- Activity
Pictures aside, return all of the records exactly as they stand.

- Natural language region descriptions
++++++++++
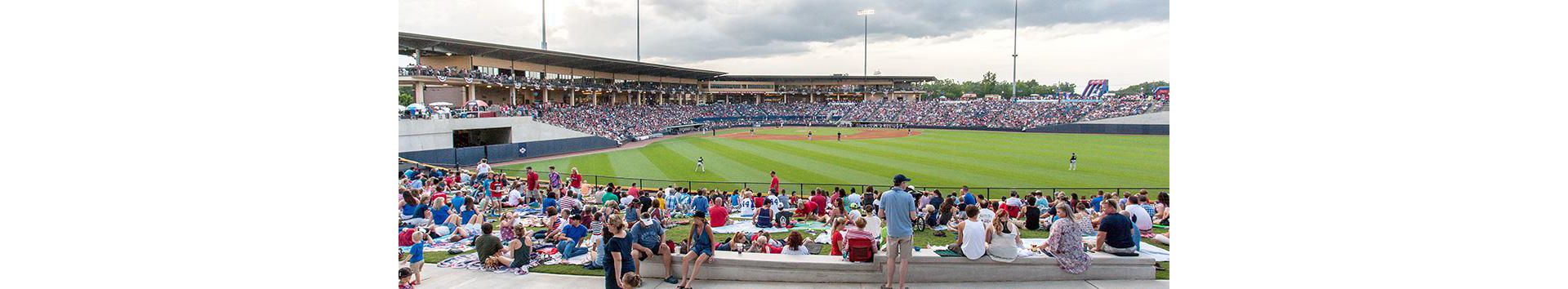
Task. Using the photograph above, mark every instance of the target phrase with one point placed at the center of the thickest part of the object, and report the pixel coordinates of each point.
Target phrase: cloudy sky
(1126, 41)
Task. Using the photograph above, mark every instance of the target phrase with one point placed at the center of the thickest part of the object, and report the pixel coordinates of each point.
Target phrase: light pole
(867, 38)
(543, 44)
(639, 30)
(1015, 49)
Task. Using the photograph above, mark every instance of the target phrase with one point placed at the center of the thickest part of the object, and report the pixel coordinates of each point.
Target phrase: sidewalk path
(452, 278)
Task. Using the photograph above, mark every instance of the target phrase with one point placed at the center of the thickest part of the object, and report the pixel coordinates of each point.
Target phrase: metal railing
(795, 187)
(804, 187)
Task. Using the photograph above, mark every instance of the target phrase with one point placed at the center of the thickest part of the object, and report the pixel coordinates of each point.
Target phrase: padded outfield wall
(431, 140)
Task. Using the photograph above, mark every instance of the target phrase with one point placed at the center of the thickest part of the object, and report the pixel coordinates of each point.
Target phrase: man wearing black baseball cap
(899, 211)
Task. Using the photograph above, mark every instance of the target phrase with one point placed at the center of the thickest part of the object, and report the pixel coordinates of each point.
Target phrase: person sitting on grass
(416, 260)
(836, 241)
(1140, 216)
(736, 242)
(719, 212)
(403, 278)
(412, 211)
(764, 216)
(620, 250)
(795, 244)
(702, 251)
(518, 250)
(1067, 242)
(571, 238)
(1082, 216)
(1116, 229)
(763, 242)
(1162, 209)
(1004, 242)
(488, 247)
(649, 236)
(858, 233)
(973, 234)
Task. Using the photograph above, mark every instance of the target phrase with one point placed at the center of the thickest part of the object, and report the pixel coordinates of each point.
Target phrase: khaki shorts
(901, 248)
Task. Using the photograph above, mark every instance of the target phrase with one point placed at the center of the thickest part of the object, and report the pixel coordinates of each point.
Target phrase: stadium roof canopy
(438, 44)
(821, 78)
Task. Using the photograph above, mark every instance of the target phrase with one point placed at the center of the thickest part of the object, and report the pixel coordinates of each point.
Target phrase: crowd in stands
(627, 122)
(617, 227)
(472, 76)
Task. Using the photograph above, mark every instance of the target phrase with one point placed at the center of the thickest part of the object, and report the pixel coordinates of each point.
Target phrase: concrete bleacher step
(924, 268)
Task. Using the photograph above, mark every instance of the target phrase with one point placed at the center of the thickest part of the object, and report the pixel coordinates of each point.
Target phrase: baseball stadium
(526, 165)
++++++++++
- Response for this exercise
Task. Using the photograph above, mark every instance of the target phrase with one point placed at the center of the thickest part of the object, and report the pixel coordinates of each point.
Target phrase: cloudy sky
(1126, 41)
Task. Using the photograph above, mark every instance of the target phrase with one point placed at the center of the thickest part of the object, and report the pixel coordinates of each point.
Target phrase: light pole
(867, 38)
(543, 44)
(639, 30)
(1015, 49)
Task. Using the photograph above, mark every instance of the target phrase with one point placed at the center of the thickest part of the object, and report the pixel coordinates of each point.
Target phrase: sidewalk path
(452, 278)
Task. Using the photograph above, mark every instance of the target phrase with one point placed at the center of the thickest part of the object, and report the pixel coordinates of each point.
Target phrase: metal railing
(795, 187)
(804, 187)
Task. Using the photograph above, mark every instance of the target phrase with one point placed at the center of the thickest part of the object, and report the pixel coordinates of each point.
Target phrase: padded outfield wall
(431, 140)
Task. Using the photograph above, mark every instance of the target phrase with one point placed at the center of the thickest part of the object, and report the pixel coordinates of each point.
Target phrase: man wearing black baseball cap
(899, 211)
Task. Using the photograph above, mark every instance of the target phrase with one point placed at the center of the thickest part of the object, and report the pixel coordinates of each point.
Target phrase: person sitting on grass
(416, 260)
(836, 241)
(1140, 216)
(736, 242)
(719, 212)
(403, 278)
(412, 211)
(764, 216)
(620, 250)
(795, 244)
(702, 251)
(518, 250)
(1067, 242)
(571, 238)
(1082, 216)
(1116, 229)
(763, 242)
(1162, 209)
(1004, 242)
(488, 247)
(649, 236)
(858, 233)
(973, 234)
Task. Using the photograph above, mark every instance of the target phrase with one point placed at the center of the thickest part of the object, and report the pixel coordinates of each point.
Target phrase: khaki shorts
(901, 248)
Task. Using the photograph above, mark every instance of the target phrase with one point placed at the center of the thickest part of the object, and report the pixel coordinates of each point.
Target phrase: stadium roof canopy
(438, 44)
(821, 78)
Task. Using the photograph above, mark every instance of the target phrase with one point placed at the center of the thickest part of the object, and report the pixel coordinates of each point.
Target phrase: crowd in stands
(627, 122)
(617, 227)
(472, 76)
Task. Using the photograph above, mark every instance of the target phrase with one point placed at the center of the thickest part of the object, and report the pixel coordinates of each point.
Target phrase: concrete bleacher step
(924, 268)
Task. Using the photograph above, mark every instance of the target phrase with one point placed at the center of the thickest part of the object, and report the pixel coordinates of each point.
Target phrase: baseball stadium
(526, 165)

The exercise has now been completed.